[A run of records]
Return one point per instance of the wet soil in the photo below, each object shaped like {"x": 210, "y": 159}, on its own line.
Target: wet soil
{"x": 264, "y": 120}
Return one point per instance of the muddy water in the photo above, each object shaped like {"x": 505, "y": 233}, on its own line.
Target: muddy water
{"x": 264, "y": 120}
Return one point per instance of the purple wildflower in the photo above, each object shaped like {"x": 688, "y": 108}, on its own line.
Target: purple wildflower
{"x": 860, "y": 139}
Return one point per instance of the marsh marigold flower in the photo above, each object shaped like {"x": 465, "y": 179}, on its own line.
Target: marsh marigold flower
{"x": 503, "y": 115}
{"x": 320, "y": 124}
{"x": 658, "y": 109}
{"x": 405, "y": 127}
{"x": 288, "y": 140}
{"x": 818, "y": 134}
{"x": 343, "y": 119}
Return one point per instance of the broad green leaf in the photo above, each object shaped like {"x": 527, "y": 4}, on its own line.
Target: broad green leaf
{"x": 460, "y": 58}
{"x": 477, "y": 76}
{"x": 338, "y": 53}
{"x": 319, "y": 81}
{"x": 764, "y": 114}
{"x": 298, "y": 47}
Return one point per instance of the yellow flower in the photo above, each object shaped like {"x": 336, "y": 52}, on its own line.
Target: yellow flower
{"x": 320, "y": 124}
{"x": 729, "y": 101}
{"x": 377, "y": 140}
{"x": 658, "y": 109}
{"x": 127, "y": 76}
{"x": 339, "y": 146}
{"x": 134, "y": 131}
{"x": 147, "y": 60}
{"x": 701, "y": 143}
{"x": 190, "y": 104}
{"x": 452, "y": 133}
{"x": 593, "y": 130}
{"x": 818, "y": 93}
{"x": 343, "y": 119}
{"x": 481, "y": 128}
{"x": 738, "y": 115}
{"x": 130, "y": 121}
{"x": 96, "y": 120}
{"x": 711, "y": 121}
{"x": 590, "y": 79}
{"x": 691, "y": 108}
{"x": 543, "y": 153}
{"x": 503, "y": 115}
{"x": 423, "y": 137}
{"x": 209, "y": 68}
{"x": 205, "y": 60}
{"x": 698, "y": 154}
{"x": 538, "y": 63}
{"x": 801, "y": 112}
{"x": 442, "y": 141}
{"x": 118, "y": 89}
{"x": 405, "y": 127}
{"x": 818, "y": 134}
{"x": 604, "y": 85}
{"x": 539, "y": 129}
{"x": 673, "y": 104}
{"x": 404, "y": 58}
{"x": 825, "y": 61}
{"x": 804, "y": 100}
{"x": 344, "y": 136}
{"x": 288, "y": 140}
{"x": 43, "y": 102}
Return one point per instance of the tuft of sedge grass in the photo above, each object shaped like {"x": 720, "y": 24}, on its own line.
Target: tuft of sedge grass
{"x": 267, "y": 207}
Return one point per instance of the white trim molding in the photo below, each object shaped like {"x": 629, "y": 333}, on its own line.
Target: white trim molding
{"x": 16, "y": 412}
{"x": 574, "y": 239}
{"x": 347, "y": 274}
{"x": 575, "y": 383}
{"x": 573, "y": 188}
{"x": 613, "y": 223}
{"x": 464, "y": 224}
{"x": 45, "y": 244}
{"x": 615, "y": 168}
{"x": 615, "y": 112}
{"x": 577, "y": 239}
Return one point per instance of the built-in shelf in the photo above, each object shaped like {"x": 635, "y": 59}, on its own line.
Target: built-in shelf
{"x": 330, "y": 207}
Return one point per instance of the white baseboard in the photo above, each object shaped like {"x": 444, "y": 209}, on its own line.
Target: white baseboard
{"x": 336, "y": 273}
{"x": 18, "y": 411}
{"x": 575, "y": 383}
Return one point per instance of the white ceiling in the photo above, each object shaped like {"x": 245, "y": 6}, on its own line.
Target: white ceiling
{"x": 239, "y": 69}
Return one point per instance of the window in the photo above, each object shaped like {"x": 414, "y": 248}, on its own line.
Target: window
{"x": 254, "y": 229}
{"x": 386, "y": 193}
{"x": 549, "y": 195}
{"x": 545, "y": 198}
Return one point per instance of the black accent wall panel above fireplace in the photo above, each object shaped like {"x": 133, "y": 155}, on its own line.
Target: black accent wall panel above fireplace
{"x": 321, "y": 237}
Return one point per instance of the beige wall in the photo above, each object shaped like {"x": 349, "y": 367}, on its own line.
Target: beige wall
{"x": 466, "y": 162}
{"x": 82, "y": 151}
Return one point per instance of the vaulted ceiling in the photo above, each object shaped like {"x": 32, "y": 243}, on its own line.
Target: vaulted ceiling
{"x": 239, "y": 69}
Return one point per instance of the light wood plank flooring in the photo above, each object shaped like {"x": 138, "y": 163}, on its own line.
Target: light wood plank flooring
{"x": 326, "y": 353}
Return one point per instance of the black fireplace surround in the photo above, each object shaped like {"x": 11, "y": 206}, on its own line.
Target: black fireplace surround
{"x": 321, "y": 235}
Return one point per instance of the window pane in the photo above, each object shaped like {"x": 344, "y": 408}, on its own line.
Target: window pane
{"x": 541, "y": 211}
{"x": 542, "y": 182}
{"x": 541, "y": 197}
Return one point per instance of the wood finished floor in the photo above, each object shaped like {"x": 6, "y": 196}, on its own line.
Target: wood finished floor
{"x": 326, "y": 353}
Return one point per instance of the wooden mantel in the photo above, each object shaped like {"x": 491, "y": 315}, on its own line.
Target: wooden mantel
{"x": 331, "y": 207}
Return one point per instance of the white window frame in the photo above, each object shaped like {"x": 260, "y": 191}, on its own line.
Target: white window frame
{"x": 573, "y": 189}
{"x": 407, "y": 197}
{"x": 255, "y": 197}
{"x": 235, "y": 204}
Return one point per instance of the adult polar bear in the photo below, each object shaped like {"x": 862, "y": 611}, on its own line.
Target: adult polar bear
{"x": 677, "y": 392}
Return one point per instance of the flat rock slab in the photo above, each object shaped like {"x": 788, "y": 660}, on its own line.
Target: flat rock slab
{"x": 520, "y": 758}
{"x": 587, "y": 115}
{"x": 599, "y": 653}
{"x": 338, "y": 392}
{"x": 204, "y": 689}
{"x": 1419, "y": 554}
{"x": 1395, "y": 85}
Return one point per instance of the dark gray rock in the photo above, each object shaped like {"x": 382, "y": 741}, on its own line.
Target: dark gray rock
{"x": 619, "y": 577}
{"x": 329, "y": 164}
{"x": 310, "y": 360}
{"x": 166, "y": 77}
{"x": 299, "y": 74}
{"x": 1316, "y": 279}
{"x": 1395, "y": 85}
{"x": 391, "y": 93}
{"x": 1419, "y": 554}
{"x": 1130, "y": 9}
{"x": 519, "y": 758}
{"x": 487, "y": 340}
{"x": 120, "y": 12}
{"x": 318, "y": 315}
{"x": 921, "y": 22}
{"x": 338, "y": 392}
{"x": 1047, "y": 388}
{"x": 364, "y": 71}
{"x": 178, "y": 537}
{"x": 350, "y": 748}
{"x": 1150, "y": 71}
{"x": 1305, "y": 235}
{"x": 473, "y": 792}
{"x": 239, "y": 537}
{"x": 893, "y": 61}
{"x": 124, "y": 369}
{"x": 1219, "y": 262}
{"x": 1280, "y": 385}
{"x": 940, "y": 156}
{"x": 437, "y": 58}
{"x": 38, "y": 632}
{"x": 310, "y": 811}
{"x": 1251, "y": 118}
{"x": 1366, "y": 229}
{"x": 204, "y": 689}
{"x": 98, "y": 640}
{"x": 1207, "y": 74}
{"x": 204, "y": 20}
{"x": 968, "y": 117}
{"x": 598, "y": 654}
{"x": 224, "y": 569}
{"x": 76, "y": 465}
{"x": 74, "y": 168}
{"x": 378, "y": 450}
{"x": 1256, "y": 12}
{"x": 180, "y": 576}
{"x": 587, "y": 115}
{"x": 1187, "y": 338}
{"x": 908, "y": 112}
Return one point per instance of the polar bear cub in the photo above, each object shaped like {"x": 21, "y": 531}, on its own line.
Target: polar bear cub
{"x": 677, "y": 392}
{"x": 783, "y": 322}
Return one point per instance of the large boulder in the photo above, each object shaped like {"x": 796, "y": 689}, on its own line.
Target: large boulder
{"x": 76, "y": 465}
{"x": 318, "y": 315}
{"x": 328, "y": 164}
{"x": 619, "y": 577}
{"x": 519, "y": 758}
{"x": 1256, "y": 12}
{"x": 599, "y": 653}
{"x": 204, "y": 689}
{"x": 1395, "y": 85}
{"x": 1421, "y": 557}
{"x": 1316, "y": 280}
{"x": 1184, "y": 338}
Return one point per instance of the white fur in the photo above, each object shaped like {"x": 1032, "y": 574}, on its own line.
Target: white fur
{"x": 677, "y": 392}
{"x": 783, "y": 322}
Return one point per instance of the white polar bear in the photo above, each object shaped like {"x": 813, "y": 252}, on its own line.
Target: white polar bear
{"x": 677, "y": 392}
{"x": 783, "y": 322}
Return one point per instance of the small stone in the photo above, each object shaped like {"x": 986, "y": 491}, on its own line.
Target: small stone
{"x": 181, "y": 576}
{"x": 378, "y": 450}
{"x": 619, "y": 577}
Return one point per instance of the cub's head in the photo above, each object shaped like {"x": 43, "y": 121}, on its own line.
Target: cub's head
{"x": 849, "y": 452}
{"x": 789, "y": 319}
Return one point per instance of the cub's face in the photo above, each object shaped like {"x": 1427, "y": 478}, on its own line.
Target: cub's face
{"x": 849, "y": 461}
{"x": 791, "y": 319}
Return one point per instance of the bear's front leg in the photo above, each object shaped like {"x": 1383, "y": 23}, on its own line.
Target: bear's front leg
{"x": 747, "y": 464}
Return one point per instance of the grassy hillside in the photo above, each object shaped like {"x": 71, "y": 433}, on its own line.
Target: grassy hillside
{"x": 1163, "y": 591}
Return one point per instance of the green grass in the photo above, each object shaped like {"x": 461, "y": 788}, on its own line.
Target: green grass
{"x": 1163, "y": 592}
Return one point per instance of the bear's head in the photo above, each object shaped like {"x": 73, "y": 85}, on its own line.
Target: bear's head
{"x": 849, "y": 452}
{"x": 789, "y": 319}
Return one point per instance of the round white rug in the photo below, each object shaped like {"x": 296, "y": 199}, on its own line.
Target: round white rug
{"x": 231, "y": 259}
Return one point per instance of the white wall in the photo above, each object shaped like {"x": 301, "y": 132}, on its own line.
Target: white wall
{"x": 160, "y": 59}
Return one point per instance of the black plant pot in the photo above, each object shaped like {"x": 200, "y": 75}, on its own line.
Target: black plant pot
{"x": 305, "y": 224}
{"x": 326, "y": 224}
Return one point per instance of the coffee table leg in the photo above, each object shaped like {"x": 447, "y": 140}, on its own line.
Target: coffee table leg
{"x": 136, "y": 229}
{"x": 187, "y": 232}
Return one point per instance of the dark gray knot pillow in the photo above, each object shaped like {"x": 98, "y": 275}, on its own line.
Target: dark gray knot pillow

WHAT TO PRODUCE:
Return precisely the lines of the records, starting with the line that holds "Return one point per instance of the black plant" and ending with the last one.

SOLVED EXERCISE:
Return one point per instance of the black plant pot in the photo above, each object shaped like {"x": 200, "y": 75}, on its own line.
Target: black plant pot
{"x": 305, "y": 224}
{"x": 326, "y": 224}
Return one point per instance of the coffee table leg in the photo above, each object shaped like {"x": 447, "y": 140}, on its own line.
Target: coffee table leg
{"x": 136, "y": 229}
{"x": 187, "y": 232}
Return one point per instance of the dark gray knot pillow in the photo above, each object shaped like {"x": 98, "y": 275}, on its own line.
Target: dark gray knot pillow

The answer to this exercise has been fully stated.